GIVEN INSTRUCTION A
From the MongoDB introduction, copy the part that opens with the words containing "First of all" and closes with "rm /data/db/mongod.lock.".
GIVEN INSTRUCTION B
Condense the paragraph of the MongoDB introduction beginning "MongoDB is a document-oriented database" into a short bulleted list of its main facts.
GIVEN INSTRUCTION C
Pick up the MongoDB introduction after its final line and write the next part.

TEXT PASSAGE
+++++
In [51]:
# type "ps -ax" to see all the stuffs running

In [1]:
from IPython.core.display import HTML
def css_styling():   
    styles = open("styles/custom.css", "r").read() 
    return HTML(styles) 

# 1 Introduction to MongoDB
<small>This introduction is partially inspired on the notes of Alberto Negron's [blog](http://altons.github.io/python/2013/01/21/gentle-introduction-to-mongodb-using-pymongo/)</small>

MongoDB is a document-oriented database, part of the NoSQL family of database systems. MongoDB stores structured data as JSON-like structures. From a pythonic point of view it is like storing dictionary data structures. One of its main feature is its schema-less feature, i.e. it supports dynamic schemas. A schema in a relational database informally referst to the structure of the data it stores, i.e. what kind of data, which tables, which relations, etc.

First of all let us configure the MongoDB system.

+ Download mongoDB.
+ Create data directory:
        mkdir -p /Data/db
+ Check that the server works 
        mongod --nojournal &
+ Check the connection to the server: 
        in another terminal write `mongo`, check that it does not raise any error and exit the console.
+ Close the mongo daemon (mongod). 
        You may have to kill mongod with 
        killall mongod 
        and remove the lock on the daemon, 
        rm /data/db/mongod.lock.
+ Let us configure a little the data base by configuring the path of the data storage and log files. Create a [mongo.conf](./mongo.conf) file such as the one provided  and start the server using the following command:

        mongod --config=./mongo.conf --nojournal &
+ Bonus: we can check the database status using  http://127.0.0.1:28017/
+ Install pymongo 
        pip install pymongo


### Connect to a MongoDB database

In [1]:
import pymongo

# Connection to Mongo DB
try:
    conn=pymongo.MongoClient()
    print "Connected successfully!!!"
except pymongo.errors.ConnectionFailure, e:
    print "Could not connect to MongoDB: %s" % e 
conn


Connected successfully!!!


MongoClient(host=['localhost:27017'], document_class=dict, tz_aware=False, connect=True)

We can **create** a database using attribute access <span style = "font-family:Courier;"> db = conn.name_db</span> or dictionary acces <span style = "font-family:Courier;"> db = conn[name_db]</span>.

In [2]:
#Create a database using db = conn.name_db or dictionary access db = conn['name_db']
db = conn['ads']
db

Database(MongoClient(host=['localhost:27017'], document_class=dict, tz_aware=False, connect=True), u'ads')

If you need to know what databases are available:

In [3]:
conn.database_names()      #Empty databases do not show

ServerSelectionTimeoutError: localhost:27017: [Errno 61] Connection refused

We already created 1 new database. Why didn't show up with the above command? Well, databases with no collections or with empty collections will not show up with database_names(). Same goes when we try to list empty collections in a database.

We'll test it again once we have populate some collections.

## Collections

A database stores a **collection**. A collection is a group of documents stored in MongoDB, and can be thought of as the equivalent of a table in a relational database. Getting a collection in PyMongo works the same as getting a database:

In [21]:
collection = db.edu    # edu is the name of my collection
collection

Collection(Database(MongoClient(host=['localhost:27017'], document_class=dict, tz_aware=False, connect=True), u'ads'), u'edu')
+++++
STORED RECORDS
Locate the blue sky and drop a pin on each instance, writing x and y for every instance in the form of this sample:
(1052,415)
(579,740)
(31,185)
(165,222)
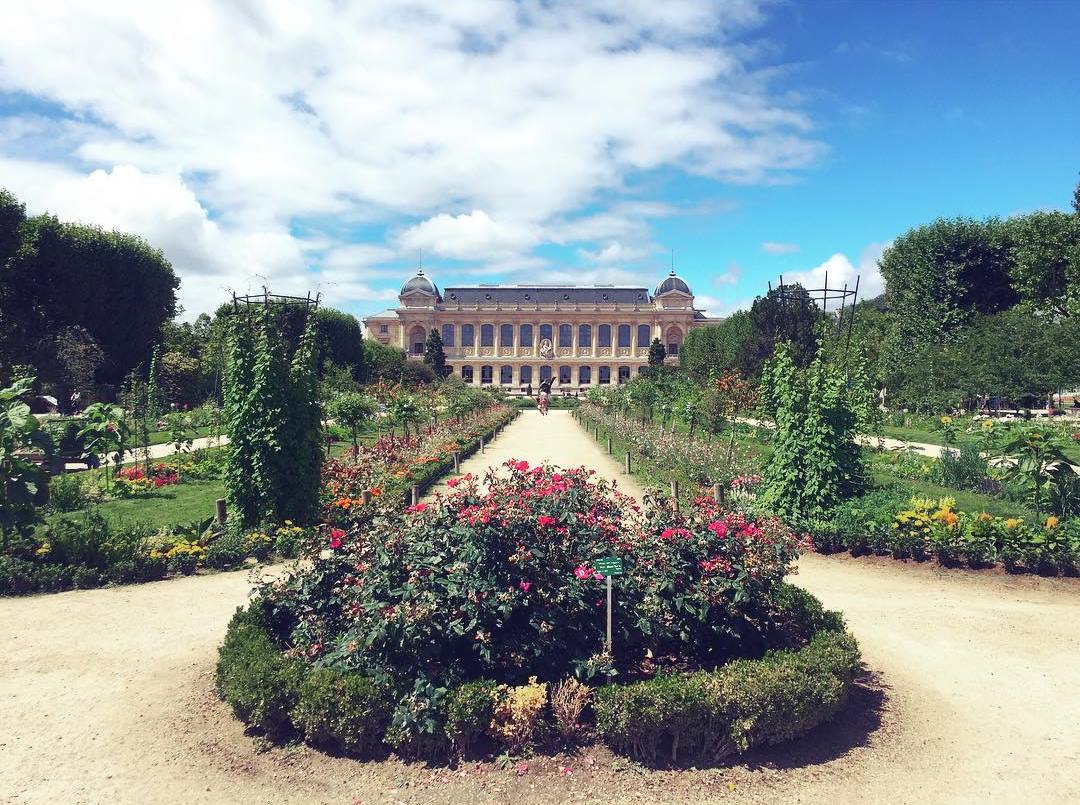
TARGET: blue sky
(324,148)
+++++
FINAL ANSWER A
First of all let us configure the MongoDB system.

+ Download mongoDB.
+ Create data directory:
        mkdir -p /Data/db
+ Check that the server works 
        mongod --nojournal &
+ Check the connection to the server: 
        in another terminal write `mongo`, check that it does not raise any error and exit the console.
+ Close the mongo daemon (mongod). 
        You may have to kill mongod with 
        killall mongod 
        and remove the lock on the daemon, 
        rm /data/db/mongod.lock.

FINAL ANSWER B
- MongoDB is a document-oriented database in the NoSQL family.
- It stores structured data as JSON-like structures, which in Python terms resemble dictionaries.
- A main feature is that it is schema-less, supporting dynamic schemas.
- In a relational database, a schema informally means the structure of the stored data: what kind of data, which tables, which relations.

FINAL ANSWER C
In [22]:
db.collection_names()   #Empty collections do not show

[]

However one must be careful when trying to get existing collections. For example, if you have a collection db.user and you type db.usr this is clearly a mistake. Unlike an RDBMS, MongoDB won't protect you from this class of mistake.

## Documents

MongoDB stores structured data as JSON-like documents, using dynamic schemas (called BSON), rather than predefined schemas. An element of data is called a document, and documents are stored in collections. One collection may have any number of documents.

Compared to relational databases, we could say collections are like tables, and documents are like records. But there is one big difference: every record in a table has the same fields (with, usually, differing values) in the same order, while each document in a collection can have completely different fields from the other documents.

All you really need to know when you're using Python, however, is that documents are Python dictionaries that can have strings as keys and can contain various primitive types (int, float,unicode, datetime) as well as other documents (Python dicts) and arrays (Python lists).

To insert some data into MongoDB, all we need to do is create a dict and call .insert() on the collection object. Let us exemplify this process by getting some DatFrame and storing it in the collection.

In [5]:
import pandas as pd
df = pd.read_csv('./educ_figdp_1_Data.csv',na_values=':')
df.head(5)

Unnamed: 0,TIME,GEO,INDIC_ED,Value,Flag and Footnotes
0,2000,European Union (28 countries),Total public expenditure on education as % of ...,,
1,2001,European Union (28 countries),Total public expenditure on education as % of ...,,
2,2002,European Union (28 countries),Total public expenditure on education as % of ...,5.0,e
3,2003,European Union (28 countries),Total public expenditure on education as % of ...,5.03,e
4,2004,European Union (28 countries),Total public expenditure on education as % of ...,4.95,e


In [6]:
df.to_dict("records")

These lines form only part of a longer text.